(Written request A)
In the patch to common_references.smk, what is used instead of an error when an output has no output files?
(Written request B)
Pick up the patch to common_references.smk after its last line and keep writing it.

(Document)

From a0be99720cce840688fd701c664d0f50fd5504af Mon Sep 17 00:00:00 2001
From: jonca79 <54137490+jonca79@users.noreply.github.com>
Date: Wed, 7 Feb 2024 13:29:42 +0100
Subject: [PATCH 1/2] fix: handle missing files better

This fixes when there are samples in units.tsv that are missing in samples.tsv.
It also fixes when there is no outputfiles for a output using a log message instead of an error.
---
 workflow/rules/common_references.smk | 11 +++++++++--
 1 file changed, 9 insertions(+), 2 deletions(-)

diff --git a/workflow/rules/common_references.smk b/workflow/rules/common_references.smk
index 426a6f1a..d925ac21 100644
--- a/workflow/rules/common_references.smk
+++ b/workflow/rules/common_references.smk
@@ -5,6 +5,7 @@ __license__ = "GPL-3"
 
 import pandas as pd
 import yaml
+import logging
 from snakemake.utils import validate
 from snakemake.utils import min_version
 
@@ -13,6 +14,8 @@ from hydra_genetics.utils.resources import load_resources
 from hydra_genetics.utils.samples import *
 from hydra_genetics.utils.units import *
 
+log = logging.getLogger()

(Supplied data)
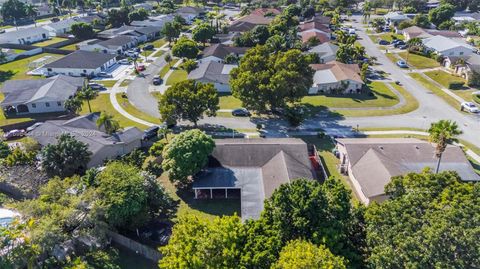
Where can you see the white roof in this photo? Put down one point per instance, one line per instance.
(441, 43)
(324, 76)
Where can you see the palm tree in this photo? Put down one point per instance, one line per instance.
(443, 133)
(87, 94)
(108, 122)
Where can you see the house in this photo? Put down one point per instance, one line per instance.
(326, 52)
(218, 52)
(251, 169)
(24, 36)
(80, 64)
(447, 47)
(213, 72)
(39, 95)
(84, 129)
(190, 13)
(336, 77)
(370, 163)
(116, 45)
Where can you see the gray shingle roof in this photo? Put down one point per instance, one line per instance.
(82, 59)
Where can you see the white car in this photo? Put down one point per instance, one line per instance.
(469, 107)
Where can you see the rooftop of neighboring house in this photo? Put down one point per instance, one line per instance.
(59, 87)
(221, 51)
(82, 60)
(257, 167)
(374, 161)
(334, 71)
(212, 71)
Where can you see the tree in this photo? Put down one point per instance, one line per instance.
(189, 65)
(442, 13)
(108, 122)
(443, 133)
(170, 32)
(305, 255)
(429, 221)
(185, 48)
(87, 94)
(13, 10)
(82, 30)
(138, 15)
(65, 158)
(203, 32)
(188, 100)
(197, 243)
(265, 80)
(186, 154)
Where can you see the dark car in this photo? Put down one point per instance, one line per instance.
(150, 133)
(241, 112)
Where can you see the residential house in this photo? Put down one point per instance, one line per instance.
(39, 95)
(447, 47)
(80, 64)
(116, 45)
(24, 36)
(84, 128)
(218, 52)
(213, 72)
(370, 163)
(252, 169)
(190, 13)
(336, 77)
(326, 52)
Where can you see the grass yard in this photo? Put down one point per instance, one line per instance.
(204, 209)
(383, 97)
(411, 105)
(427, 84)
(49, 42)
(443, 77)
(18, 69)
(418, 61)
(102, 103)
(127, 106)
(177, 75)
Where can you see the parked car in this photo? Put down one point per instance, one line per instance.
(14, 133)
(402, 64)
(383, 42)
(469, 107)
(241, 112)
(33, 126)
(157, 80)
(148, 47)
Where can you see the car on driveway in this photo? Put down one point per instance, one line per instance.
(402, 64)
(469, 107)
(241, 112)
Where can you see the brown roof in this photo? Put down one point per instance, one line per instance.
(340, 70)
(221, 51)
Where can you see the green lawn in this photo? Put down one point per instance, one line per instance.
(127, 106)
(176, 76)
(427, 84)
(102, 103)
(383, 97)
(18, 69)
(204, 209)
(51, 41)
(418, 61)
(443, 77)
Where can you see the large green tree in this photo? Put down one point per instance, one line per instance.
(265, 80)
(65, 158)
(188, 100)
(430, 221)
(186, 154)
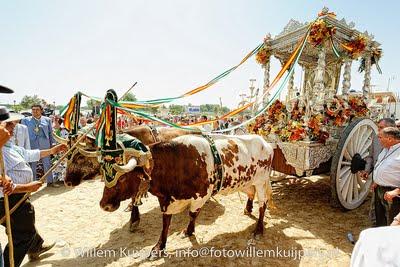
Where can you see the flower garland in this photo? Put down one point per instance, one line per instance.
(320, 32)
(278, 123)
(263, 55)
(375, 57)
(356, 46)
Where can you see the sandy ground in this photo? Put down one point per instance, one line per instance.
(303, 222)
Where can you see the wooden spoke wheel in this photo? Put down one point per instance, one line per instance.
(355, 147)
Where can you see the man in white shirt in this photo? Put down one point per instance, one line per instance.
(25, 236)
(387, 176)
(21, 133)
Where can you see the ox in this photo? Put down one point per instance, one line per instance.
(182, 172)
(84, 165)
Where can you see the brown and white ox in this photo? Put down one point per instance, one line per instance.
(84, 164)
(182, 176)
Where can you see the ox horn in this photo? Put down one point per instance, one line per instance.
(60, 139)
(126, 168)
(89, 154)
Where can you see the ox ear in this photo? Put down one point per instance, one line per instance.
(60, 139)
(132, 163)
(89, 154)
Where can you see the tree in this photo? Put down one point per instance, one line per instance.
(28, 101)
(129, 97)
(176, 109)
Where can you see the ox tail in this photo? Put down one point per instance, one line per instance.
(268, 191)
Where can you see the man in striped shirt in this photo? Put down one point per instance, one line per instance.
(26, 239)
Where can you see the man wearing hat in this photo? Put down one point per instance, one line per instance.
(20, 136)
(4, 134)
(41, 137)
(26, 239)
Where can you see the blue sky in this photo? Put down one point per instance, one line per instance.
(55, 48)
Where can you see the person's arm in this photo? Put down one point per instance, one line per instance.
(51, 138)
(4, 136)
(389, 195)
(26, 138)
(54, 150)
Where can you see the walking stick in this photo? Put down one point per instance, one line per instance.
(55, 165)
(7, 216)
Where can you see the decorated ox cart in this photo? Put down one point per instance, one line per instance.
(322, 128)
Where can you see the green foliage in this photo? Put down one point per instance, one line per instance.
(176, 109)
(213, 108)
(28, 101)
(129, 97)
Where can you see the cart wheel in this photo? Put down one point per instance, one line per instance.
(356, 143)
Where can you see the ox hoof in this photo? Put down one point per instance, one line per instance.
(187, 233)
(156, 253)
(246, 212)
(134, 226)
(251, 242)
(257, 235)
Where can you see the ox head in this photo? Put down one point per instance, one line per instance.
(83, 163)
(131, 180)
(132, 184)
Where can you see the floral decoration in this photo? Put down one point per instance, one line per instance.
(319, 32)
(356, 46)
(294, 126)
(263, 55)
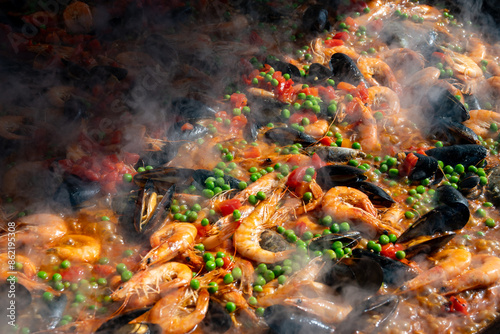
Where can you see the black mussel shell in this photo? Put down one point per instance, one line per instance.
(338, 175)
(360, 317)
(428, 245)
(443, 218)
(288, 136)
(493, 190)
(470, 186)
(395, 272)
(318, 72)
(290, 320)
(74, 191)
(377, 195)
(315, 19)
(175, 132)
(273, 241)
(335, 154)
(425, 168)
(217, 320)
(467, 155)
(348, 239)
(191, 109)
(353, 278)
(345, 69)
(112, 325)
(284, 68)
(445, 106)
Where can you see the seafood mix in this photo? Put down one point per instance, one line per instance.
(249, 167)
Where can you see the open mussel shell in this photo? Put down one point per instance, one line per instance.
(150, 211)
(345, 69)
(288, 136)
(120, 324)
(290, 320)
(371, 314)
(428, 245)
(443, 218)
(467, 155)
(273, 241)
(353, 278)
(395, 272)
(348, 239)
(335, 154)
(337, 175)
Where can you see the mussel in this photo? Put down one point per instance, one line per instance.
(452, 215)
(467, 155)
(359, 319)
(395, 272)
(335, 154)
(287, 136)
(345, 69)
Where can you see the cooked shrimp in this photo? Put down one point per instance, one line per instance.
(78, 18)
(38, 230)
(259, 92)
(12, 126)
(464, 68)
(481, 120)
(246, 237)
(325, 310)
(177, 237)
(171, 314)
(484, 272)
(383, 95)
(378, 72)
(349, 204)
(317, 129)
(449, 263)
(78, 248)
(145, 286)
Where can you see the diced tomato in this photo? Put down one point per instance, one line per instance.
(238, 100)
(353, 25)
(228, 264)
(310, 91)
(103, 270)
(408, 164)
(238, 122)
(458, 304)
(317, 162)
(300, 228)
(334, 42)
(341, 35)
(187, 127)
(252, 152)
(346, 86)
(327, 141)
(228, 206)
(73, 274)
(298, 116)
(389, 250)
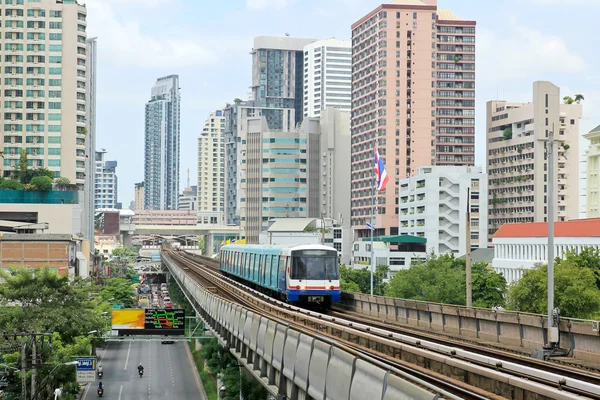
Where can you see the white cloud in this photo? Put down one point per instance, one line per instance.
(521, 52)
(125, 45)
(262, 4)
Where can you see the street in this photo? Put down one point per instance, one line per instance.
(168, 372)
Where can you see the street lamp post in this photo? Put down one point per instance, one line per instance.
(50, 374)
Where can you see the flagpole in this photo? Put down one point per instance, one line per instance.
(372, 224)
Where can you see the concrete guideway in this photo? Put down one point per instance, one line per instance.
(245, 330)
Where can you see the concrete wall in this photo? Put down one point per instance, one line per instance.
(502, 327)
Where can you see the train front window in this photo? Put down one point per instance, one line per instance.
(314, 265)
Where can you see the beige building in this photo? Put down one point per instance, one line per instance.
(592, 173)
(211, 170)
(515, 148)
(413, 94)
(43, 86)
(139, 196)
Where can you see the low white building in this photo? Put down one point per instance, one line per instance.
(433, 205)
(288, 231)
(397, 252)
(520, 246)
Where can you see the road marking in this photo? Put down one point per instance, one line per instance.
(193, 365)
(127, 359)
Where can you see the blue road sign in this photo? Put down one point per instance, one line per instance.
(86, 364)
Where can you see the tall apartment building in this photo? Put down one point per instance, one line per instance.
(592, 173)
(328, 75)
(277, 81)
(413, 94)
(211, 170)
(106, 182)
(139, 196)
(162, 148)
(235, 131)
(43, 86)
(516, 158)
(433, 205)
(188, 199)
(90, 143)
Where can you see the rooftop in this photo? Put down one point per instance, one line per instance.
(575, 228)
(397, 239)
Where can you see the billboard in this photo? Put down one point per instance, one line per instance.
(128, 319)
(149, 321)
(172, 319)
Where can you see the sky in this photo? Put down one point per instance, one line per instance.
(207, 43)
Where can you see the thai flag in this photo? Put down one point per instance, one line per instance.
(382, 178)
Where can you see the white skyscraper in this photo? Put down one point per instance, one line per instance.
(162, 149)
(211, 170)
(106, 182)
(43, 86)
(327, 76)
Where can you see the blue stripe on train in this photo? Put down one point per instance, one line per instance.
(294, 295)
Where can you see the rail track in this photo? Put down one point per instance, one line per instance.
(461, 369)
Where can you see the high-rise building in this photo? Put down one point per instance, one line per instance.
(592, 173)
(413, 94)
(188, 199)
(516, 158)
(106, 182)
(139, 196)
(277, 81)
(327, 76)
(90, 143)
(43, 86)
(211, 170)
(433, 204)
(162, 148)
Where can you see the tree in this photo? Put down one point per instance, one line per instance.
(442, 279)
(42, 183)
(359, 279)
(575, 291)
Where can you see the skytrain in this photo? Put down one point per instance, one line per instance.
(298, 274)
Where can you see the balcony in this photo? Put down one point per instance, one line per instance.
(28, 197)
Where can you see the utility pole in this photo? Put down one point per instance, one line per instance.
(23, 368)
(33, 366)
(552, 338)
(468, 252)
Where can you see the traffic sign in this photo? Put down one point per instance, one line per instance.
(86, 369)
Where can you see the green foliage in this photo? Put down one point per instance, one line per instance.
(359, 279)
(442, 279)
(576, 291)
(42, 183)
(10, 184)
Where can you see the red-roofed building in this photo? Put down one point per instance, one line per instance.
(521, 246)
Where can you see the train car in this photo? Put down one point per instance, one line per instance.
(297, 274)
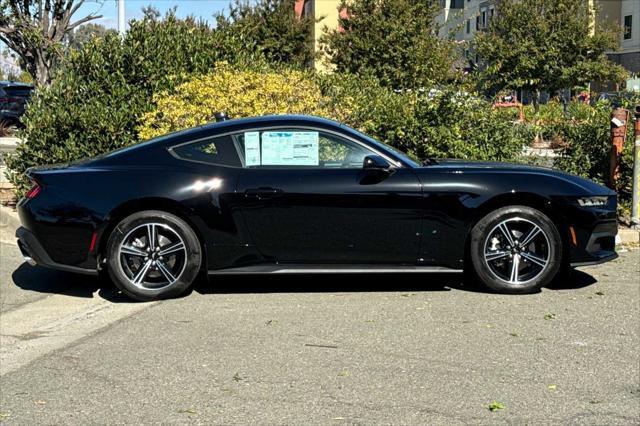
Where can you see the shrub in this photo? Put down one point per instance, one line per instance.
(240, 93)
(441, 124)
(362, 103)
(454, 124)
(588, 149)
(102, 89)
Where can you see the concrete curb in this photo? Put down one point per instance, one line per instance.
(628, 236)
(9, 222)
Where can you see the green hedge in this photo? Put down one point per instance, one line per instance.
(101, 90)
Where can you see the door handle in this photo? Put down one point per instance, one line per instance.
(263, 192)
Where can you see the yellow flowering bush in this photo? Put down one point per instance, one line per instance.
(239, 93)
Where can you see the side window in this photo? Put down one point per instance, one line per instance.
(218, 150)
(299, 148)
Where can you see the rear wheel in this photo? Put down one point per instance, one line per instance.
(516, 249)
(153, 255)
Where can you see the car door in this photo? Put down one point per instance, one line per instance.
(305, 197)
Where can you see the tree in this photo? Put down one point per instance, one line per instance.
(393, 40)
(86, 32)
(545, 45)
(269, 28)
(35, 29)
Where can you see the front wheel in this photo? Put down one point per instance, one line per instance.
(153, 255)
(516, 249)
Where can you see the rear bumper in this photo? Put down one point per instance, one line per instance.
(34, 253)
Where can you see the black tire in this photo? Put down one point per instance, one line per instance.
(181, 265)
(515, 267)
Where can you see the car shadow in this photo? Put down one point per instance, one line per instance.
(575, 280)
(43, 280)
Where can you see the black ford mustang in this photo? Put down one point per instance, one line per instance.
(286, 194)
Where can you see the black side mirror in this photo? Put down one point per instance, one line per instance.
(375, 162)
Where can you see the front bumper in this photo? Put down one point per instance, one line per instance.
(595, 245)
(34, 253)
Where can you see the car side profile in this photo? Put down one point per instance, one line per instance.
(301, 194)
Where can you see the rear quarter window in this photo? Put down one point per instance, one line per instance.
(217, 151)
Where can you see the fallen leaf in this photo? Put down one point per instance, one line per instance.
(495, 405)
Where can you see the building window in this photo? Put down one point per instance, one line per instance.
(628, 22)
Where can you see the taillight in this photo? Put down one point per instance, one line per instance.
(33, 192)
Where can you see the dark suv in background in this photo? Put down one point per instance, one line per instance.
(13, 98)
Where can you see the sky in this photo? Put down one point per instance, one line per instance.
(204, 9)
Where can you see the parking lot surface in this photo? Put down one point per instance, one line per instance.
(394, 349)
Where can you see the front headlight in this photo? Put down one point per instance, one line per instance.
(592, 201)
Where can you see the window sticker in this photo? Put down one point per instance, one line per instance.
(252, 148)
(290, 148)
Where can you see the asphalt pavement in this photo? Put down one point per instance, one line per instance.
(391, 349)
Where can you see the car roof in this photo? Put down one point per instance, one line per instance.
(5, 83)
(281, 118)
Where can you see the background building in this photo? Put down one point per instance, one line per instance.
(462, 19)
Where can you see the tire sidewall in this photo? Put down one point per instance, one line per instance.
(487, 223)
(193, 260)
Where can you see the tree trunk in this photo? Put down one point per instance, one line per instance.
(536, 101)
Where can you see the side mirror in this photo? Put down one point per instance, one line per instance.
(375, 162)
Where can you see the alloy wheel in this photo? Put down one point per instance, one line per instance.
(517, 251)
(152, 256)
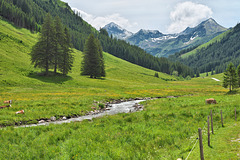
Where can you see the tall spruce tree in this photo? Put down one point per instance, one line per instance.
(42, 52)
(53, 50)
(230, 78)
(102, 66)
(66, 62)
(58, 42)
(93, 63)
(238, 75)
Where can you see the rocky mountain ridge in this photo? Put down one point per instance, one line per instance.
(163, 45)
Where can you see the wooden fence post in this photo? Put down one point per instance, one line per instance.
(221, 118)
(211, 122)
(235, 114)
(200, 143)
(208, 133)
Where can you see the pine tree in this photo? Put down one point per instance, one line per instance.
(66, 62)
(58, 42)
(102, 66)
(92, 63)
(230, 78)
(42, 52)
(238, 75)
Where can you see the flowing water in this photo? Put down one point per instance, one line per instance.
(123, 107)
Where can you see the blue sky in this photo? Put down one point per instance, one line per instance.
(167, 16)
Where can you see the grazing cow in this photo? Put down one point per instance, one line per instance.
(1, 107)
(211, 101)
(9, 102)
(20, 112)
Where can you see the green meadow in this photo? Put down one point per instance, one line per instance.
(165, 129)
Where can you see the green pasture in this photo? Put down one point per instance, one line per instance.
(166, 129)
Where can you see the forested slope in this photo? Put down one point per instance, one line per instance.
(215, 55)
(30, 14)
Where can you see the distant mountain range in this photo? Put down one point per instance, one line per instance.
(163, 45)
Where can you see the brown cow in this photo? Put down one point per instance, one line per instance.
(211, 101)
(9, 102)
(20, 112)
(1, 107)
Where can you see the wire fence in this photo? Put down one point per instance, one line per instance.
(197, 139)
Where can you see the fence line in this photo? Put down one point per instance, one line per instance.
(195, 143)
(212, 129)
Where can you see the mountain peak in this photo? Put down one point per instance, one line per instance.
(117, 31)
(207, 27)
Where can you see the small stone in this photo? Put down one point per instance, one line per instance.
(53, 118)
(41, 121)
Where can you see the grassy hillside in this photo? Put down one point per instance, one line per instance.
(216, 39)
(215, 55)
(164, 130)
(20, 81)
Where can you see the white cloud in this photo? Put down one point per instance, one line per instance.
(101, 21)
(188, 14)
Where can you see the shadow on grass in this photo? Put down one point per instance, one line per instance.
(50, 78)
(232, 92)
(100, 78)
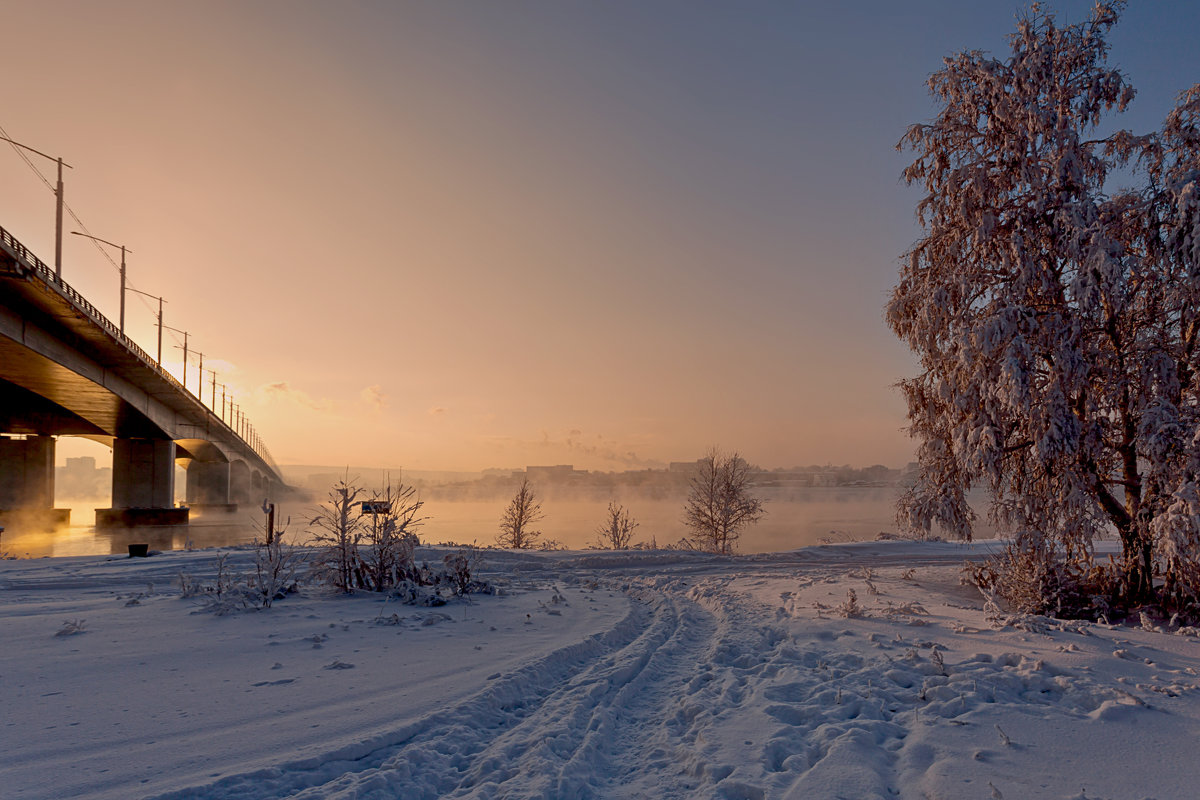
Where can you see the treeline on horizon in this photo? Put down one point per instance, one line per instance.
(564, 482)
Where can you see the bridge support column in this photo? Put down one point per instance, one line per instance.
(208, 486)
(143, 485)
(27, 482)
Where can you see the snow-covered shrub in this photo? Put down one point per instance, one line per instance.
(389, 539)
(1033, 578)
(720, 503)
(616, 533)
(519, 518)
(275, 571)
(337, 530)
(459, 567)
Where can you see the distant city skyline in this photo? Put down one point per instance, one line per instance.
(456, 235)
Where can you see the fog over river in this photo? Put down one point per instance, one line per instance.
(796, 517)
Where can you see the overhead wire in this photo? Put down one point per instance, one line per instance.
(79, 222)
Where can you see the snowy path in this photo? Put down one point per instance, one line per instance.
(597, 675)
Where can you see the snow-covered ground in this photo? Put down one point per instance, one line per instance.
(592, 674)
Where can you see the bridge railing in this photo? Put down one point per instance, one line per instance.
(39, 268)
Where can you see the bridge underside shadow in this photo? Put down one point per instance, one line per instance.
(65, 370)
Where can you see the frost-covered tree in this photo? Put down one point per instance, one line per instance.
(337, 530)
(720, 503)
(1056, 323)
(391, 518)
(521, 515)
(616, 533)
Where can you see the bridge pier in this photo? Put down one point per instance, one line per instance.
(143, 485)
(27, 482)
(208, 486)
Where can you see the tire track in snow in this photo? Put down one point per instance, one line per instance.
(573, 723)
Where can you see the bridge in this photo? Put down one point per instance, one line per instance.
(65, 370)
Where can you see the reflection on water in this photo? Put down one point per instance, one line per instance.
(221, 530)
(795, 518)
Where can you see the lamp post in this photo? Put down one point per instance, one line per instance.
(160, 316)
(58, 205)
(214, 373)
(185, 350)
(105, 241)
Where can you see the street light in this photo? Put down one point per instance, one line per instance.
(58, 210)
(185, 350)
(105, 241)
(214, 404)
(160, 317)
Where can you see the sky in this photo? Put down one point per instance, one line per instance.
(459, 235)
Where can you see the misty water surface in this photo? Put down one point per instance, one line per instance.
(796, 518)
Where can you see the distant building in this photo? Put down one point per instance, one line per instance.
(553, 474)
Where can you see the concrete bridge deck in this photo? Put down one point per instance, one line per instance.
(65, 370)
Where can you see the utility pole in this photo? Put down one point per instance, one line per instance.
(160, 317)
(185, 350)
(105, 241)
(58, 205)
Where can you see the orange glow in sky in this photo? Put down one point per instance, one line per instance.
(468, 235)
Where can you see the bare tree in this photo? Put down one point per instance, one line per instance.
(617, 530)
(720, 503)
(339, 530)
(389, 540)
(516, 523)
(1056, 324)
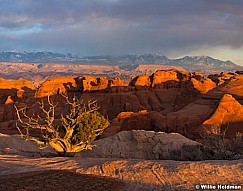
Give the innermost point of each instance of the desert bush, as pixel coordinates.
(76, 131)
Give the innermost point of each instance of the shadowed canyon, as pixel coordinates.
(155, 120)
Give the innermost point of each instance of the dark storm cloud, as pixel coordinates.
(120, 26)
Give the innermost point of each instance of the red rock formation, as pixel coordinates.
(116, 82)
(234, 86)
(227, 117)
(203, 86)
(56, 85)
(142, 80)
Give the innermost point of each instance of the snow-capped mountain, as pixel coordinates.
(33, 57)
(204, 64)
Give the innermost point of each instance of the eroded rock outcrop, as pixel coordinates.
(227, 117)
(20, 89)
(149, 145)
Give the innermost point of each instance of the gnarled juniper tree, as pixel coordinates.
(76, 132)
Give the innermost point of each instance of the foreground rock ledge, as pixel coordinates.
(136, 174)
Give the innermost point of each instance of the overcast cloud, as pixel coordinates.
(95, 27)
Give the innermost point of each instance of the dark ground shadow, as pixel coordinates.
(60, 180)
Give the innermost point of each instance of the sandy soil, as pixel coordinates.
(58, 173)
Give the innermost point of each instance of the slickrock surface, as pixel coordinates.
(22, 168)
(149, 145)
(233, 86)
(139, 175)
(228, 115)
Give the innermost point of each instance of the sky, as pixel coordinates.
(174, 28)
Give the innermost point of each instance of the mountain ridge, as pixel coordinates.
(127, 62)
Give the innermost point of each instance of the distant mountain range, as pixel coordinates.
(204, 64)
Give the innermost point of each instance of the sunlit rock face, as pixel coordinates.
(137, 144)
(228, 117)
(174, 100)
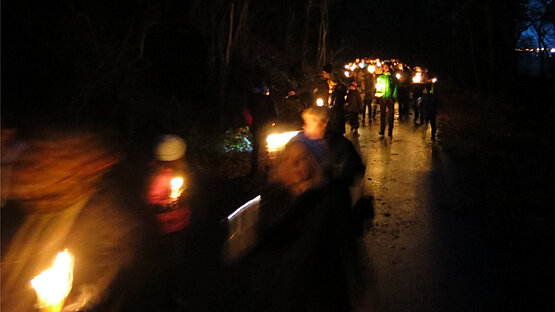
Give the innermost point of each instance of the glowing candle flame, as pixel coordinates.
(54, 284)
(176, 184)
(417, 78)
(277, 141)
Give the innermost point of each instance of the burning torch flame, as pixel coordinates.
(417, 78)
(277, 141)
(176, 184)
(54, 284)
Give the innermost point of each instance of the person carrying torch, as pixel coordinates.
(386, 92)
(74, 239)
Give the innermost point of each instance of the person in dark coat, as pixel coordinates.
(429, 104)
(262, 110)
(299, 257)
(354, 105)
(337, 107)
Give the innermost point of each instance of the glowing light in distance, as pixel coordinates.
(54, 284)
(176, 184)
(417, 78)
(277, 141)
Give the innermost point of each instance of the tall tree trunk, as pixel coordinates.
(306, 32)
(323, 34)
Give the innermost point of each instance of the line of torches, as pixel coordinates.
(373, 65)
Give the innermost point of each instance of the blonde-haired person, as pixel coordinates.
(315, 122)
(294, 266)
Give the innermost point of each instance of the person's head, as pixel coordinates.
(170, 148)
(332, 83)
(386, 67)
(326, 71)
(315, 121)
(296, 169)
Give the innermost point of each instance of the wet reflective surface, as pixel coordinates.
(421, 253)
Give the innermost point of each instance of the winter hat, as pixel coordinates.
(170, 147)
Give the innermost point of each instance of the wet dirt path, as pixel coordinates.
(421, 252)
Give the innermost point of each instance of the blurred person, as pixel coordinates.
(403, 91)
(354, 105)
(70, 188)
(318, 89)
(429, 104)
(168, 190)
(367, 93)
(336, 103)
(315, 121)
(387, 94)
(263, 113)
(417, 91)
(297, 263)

(Exercise answer A)
A log message.

(Exercise answer B)
+
 min_version("7.18.0")
 
 ### Set and validate config file
@@ -142,10 +145,14 @@ def get_cnvkit_antitarget(units: pandas.DataFrame, name: str) -> typing.List[str
 
 def get_files(units: pandas.DataFrame, name: str, string_path: str):
     types = []
+    sample_list = get_samples(samples)
     for i in output_spec["files"]:
         if i["name"] == name:
             types = i["types"]
-    data = [string_path % (t.sample, t.type) for t in units[units["type"].isin(types)].itertuples()]
+    data = [
+        string_path % (t.sample, t.type) for t in units[units["type"].isin(types)].itertuples()
+        if t.sample in sample_list
+    ]
     if not data:
-        raise Exception(f"Couldn't create file list using name: {name}, {string_path}")
+        log.warning(f"No files matching the output files found for rules using name: {name}, {string_path}")
     return set(data)

From 7d7c904f4a4f4845ee405d0732e710e81458fee9 Mon Sep 17 00:00:00 2001
From: jonca79 <54137490+jonca79@users.noreply.github.com>
Date: Wed, 7 Feb 2024 13:33:46 +0100
Subject: [PATCH 2/2] tests: snakefmt

---
 workflow/rules/common_references.smk | 5 +----
 1 file changed, 1 insertion(+), 4 deletions(-)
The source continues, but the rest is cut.